** Required task **
Keep the pictures out of the copy and print all the entries below exactly.

** start Information shown **

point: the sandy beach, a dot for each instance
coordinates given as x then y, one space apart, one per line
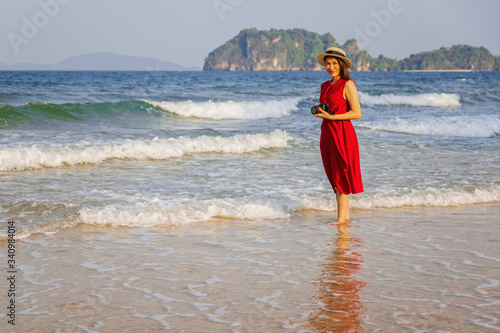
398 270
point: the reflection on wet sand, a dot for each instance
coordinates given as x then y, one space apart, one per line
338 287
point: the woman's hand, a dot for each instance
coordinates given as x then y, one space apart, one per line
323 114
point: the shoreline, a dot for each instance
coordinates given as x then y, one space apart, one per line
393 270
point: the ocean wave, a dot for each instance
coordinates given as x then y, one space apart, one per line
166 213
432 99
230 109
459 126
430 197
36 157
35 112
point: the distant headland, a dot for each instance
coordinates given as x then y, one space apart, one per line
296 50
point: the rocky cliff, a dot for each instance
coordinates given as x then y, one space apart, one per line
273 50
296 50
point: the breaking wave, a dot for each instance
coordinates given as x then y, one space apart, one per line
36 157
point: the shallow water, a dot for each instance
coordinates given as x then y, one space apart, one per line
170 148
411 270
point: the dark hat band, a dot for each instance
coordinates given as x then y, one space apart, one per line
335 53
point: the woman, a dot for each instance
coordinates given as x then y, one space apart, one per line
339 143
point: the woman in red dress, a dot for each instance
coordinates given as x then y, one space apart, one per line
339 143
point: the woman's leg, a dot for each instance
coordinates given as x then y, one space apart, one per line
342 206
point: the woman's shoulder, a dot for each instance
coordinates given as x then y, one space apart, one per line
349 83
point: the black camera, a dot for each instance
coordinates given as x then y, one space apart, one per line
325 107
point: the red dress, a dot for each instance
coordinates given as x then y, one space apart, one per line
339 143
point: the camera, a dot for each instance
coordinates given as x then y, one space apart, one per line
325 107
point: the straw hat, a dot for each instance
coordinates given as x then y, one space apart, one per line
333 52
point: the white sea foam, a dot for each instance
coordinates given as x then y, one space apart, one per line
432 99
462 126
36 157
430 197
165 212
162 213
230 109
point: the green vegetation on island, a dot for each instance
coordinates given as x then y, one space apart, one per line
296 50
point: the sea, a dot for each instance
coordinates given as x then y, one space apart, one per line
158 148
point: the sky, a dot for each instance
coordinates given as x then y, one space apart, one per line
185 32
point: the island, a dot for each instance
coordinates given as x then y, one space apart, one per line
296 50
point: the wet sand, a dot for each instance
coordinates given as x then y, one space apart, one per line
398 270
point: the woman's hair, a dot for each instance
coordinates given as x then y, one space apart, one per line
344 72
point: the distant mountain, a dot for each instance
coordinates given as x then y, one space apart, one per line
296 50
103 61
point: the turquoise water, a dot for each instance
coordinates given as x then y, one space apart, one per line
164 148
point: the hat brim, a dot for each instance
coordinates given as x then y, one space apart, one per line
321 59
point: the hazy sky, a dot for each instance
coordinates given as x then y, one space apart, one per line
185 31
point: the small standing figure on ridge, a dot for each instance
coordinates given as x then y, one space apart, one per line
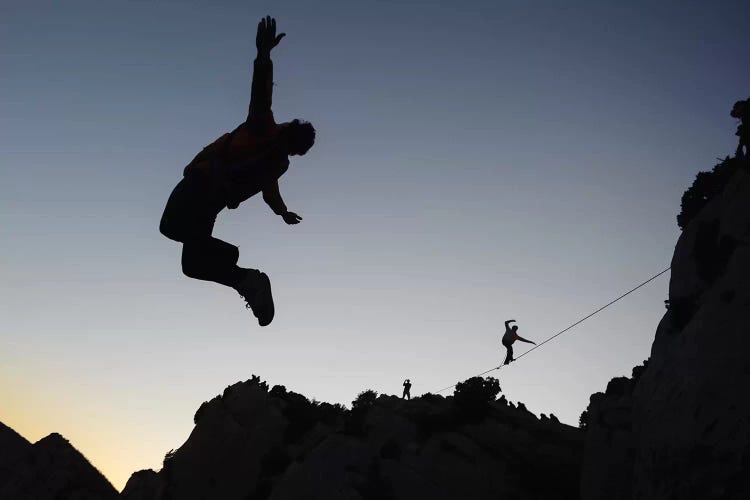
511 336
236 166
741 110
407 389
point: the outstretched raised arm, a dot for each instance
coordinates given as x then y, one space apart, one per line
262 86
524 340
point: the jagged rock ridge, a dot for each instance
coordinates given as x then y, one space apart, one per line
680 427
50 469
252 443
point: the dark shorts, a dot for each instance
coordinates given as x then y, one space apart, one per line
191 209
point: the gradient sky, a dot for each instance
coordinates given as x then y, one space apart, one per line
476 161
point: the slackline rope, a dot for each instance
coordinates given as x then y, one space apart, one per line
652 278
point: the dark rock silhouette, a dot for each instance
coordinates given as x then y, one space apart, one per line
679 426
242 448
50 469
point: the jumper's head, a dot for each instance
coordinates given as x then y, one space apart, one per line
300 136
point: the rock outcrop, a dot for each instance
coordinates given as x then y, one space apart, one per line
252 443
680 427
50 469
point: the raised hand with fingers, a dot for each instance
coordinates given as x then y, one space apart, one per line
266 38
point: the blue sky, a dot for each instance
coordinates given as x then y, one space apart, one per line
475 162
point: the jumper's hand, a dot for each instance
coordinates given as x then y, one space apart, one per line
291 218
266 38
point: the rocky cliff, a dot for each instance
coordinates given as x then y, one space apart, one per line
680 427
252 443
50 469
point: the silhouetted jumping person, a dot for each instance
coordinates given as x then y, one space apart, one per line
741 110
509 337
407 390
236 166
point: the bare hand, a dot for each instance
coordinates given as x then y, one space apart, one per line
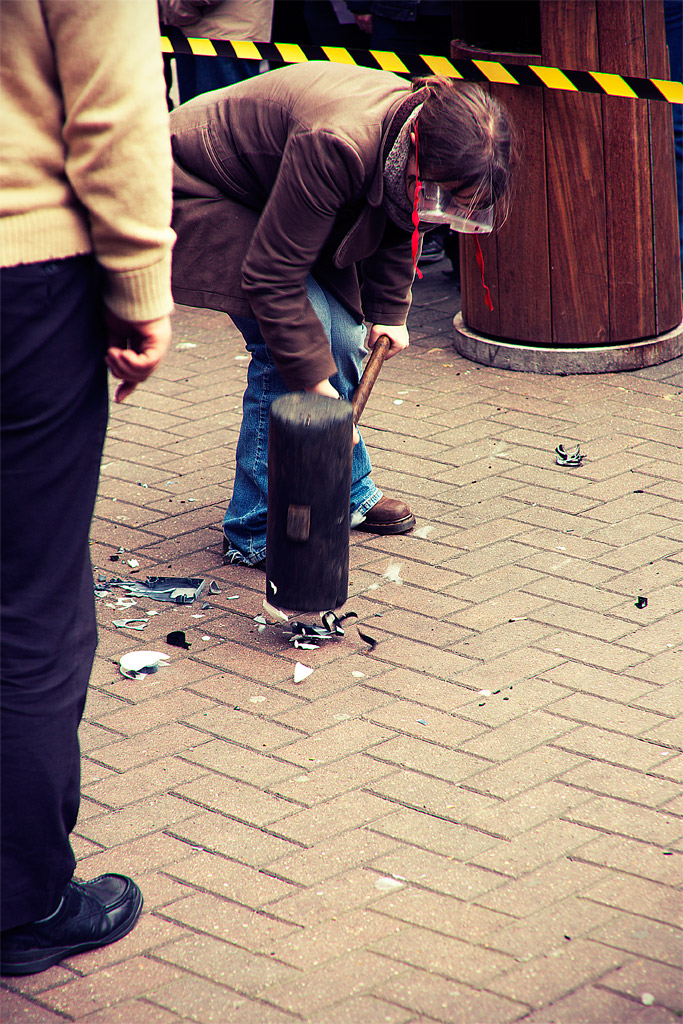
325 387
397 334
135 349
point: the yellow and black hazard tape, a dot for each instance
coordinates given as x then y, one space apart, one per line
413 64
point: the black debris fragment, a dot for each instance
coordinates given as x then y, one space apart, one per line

** end Information shown **

** Answer to this problem **
point: the sandy beach, a dot for each instance
coordinates given as x then y, one space apart, one per line
398 270
point: the reflection on wet sand, a dot for each instance
coordinates given as x then y, one space apart, one per line
338 287
point: the woman's hand, a dot for each instance
coordinates given as x then y, one space apart, one per line
323 114
point: the shoreline, a dot for each instance
coordinates given as x then y, one space apart, one per line
393 270
point: the ocean wave, a dot for each instance
coordinates given as x then y, one space apart, one per line
166 213
432 99
230 109
459 126
430 197
36 157
35 112
point: the distant headland, a dot for each instance
coordinates given as x then y, one space apart, one per line
296 50
point: the rocky cliff, a dot for each instance
coordinates given as x then y, one space apart, one per line
273 50
296 50
point: the breaking wave, a dot for each instance
coordinates given as x then y, one space apart, one per line
36 157
point: the shallow water, a dot for each instance
coordinates given as x then y, one space apart, one per line
170 148
411 270
point: the dark hat band, a dot for each instance
coordinates given as x then y, one space apart, one per line
335 53
point: the woman, a dot for each instance
coordinates given as x then y, one space apart, one per line
339 143
point: the woman in red dress, a dot for each instance
coordinates given as x then y, one space apart, one per line
339 143
point: the woman's leg, a dot for each instance
coordinates given as x then y, one space apart, one per line
342 206
point: the woman's shoulder, a dot for each instance
coordinates given as x then y, one space apart, one per line
349 83
point: the black camera, a dot for each instance
coordinates given as x then y, one space apart, one per line
325 107
point: the red dress, a dot for each instance
coordinates given as x then y, one space apart, one per line
339 143
point: the camera, a dot for each instance
coordinates given as x then y, one space apart, one per line
325 107
point: the straw hat, a dot for each instance
coordinates given as x then y, one space apart, one per line
333 52
point: the white sea foam, a dot for each instance
coordinates given as x then y, one space apart, one per line
432 99
462 126
36 157
430 197
165 212
162 213
230 109
point: the green vegetation on island, a dot for each instance
coordinates given as x then y, one space apart, one per line
296 50
point: the sea, a dot for each instance
coordinates given as x then y, one space apart, one per line
158 148
point: the sky, a dot for each instance
coordinates given as x then y, one space apart, one per line
185 32
point: the island, a dot for each instance
coordinates given as x then y, one space apart, one per line
296 50
point: the wet sand, a dot for each instance
coordinates given as x then y, one space apart, one per line
398 270
point: the woman's hair, a dot for each instance
coordinates given as x then y, one space apart, one per line
344 72
point: the distant mountain, a dot for each instance
coordinates given as x then y, one space apart, one per line
296 50
103 61
point: the turquoise water, a dot for each instance
coordinates given as x then y, one space apart, one per line
164 148
point: the hat brim, a dot for each instance
coordinates given as x then y, one space apart, one per line
321 59
point: the hazy sky, a dot for each instance
coordinates given as x then y, one space apart, one per line
185 31
point: the small standing figure on ridge, a dot for each instance
coordinates given as x then y, one space apart, one per line
511 336
236 166
741 110
407 389
point: the outstretched raised arm, a dot for each instance
coordinates given as x then y, one space apart, one per line
262 86
524 340
point: the jagged rock ridge, a dot for each instance
coordinates given as x then y, one space apart, one per line
680 427
50 469
252 443
point: the dark shorts, a dot for each instance
coordinates given as x then y, one space apart, one per line
191 209
point: the gradient sky, a dot for each instance
coordinates given as x then y, one space apart, one per line
476 161
point: the slackline rope, a dot for each instance
coordinates given as x then y, one space apart, one per line
652 278
point: the dark rock silhouette, a dot for each instance
coordinates given as x then y, one space apart, one per line
679 426
242 448
50 469
point: the jumper's head, a dot for each instance
coordinates given as x then y, one space apart, one per line
300 136
point: the rock outcrop, a dot for each instance
coordinates given as x then y, one space apart, one per line
252 443
680 427
50 469
point: the raised hand with fingers, a dot for each instance
coordinates given as x then y, one space apart, one per line
266 38
point: the blue sky, a dot for each instance
coordinates given as x then y, one space apart, one per line
475 162
point: the jumper's hand, a dot for each instance
coordinates given as x then y, one space apart, one per line
291 218
266 38
point: the rocky cliff, a dot for each instance
coordinates given as x then y, one space apart, one per line
680 427
252 443
50 469
point: the silhouetted jumping person, a dot for each instance
coordinates given as x then y, one space apart, one per line
741 110
509 337
407 390
236 166
point: the bare hand, a dot for each instance
coordinates given as x then y, one space apart, one per line
325 387
397 334
135 349
point: the yellow and black hazard tape, a dot for each instance
coordinates given as x then y, one space apart, one per line
413 64
point: the black debris fragment, a dot for each instance
coordinates given as x then y, one space apart, one per line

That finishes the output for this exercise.